Reproduce every one of the following lines without changing anything.
** start of STORED RECORDS **
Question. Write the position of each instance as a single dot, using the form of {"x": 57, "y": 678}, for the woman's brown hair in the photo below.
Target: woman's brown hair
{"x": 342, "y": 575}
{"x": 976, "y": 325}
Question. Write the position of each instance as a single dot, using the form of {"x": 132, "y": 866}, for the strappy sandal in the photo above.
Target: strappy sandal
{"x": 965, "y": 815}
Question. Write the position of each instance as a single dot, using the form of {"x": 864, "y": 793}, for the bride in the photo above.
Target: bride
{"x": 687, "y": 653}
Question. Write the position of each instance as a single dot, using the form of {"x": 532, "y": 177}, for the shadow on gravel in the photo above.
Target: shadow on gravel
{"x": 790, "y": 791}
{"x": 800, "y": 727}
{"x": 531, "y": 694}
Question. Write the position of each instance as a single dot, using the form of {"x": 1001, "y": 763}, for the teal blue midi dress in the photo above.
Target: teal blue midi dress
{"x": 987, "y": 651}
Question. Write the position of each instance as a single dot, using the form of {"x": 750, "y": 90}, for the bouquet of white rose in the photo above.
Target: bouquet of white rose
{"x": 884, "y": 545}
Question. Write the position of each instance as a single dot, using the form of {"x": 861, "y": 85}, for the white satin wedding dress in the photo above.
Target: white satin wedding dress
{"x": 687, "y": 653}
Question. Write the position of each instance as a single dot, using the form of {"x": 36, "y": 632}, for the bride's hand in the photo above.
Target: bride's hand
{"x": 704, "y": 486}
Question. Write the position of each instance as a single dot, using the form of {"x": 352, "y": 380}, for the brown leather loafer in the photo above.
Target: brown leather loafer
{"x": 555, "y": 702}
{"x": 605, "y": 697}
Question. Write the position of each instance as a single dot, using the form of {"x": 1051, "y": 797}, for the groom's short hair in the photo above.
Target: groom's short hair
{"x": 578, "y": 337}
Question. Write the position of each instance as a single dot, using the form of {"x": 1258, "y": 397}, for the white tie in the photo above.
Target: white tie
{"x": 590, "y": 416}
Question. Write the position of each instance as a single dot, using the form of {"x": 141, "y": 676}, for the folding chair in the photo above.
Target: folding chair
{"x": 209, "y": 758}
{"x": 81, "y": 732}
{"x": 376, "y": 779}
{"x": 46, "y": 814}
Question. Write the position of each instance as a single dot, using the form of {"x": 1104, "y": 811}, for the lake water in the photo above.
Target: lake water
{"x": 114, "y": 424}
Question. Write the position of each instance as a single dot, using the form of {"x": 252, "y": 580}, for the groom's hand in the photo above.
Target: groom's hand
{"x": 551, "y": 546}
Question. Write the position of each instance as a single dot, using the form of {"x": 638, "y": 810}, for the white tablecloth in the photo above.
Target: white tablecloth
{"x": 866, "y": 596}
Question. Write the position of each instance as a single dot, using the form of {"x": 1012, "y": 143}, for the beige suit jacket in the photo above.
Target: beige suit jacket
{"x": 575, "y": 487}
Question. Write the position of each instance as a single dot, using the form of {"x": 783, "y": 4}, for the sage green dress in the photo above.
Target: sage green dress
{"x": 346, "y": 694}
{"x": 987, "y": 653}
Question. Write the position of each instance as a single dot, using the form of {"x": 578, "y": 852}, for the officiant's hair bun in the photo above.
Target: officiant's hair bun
** end of STORED RECORDS **
_CORRECT ANSWER_.
Question. Write the position of each instance as a single dot, using the form of {"x": 57, "y": 678}, for the woman's brown hair in the photo below.
Target: woman's brown hair
{"x": 342, "y": 575}
{"x": 976, "y": 325}
Question. Write the position of each instance as a single dot, using the form of {"x": 132, "y": 866}, for the strappy sandal in the photo above.
Target: strappy sandal
{"x": 965, "y": 815}
Question. Write the position of each instance as a single dot, using the form of {"x": 864, "y": 793}, for the bride in the photo above.
Target: bride
{"x": 687, "y": 653}
Question. Write the position of each instance as a single dot, using the form of {"x": 532, "y": 177}, for the shadow on gravel in the photo above.
Target: shadow on gravel
{"x": 790, "y": 791}
{"x": 800, "y": 727}
{"x": 531, "y": 694}
Question. Write the position of each instance as a single dot, using the form of {"x": 1001, "y": 763}, for the teal blue midi dress in the photo above.
Target: teal blue midi dress
{"x": 987, "y": 651}
Question. Write the position of each instance as a single dot, using the form of {"x": 750, "y": 90}, for the bouquet of white rose in the photo above.
Target: bouquet of white rose
{"x": 884, "y": 545}
Question. Write the position of each instance as a single dot, using the form of {"x": 861, "y": 85}, for the white satin wedding dress in the photo above.
Target: white satin wedding dress
{"x": 687, "y": 653}
Question. Write the position of each instance as a single dot, using the form of {"x": 36, "y": 632}, for the bride's hand in the photo above.
Target: bride's hand
{"x": 704, "y": 486}
Question. Write the position of each instance as a single dot, using the form of {"x": 352, "y": 380}, for the brown leather loafer in the photo above.
Target: brown leather loafer
{"x": 555, "y": 702}
{"x": 605, "y": 697}
Question. Write the position of each instance as a single dot, using the form of {"x": 1051, "y": 797}, for the groom's short hair in the photo above.
Target: groom's short hair
{"x": 578, "y": 337}
Question. Write the position of each instance as a single dot, using the form of {"x": 1258, "y": 397}, for the white tie in the photo above.
Target: white tie
{"x": 590, "y": 416}
Question. Write the position of each instance as a single dot, using the form of {"x": 141, "y": 676}, for the folding chair in the photo above.
Target: folding chair
{"x": 209, "y": 758}
{"x": 81, "y": 732}
{"x": 376, "y": 779}
{"x": 46, "y": 814}
Question. Write the position of each instance as a single dot, using the form of {"x": 1104, "y": 811}, for the lake water in the photo above.
Target: lake water
{"x": 114, "y": 424}
Question. Write the position of each instance as a single dot, using the form of {"x": 252, "y": 580}, for the groom's hand in the photo above.
Target: groom's hand
{"x": 551, "y": 546}
Question. Write the position of each instance as a single dot, using the form of {"x": 638, "y": 810}, for the white tablecloth in the photo above.
Target: white tablecloth
{"x": 866, "y": 596}
Question. Write the position of each instance as a single dot, using the form of {"x": 1012, "y": 143}, for the beige suit jacket in the photo above.
Target: beige suit jacket
{"x": 575, "y": 487}
Question. Write the position of each instance as a single dot, using the form of {"x": 783, "y": 4}, for the sage green dress in the photo above.
Target: sage green dress
{"x": 346, "y": 694}
{"x": 987, "y": 653}
Question. Write the position of each instance as a single dot, using the form of {"x": 578, "y": 852}, for the officiant's hair bun in the photo above.
Target: officiant's hair bun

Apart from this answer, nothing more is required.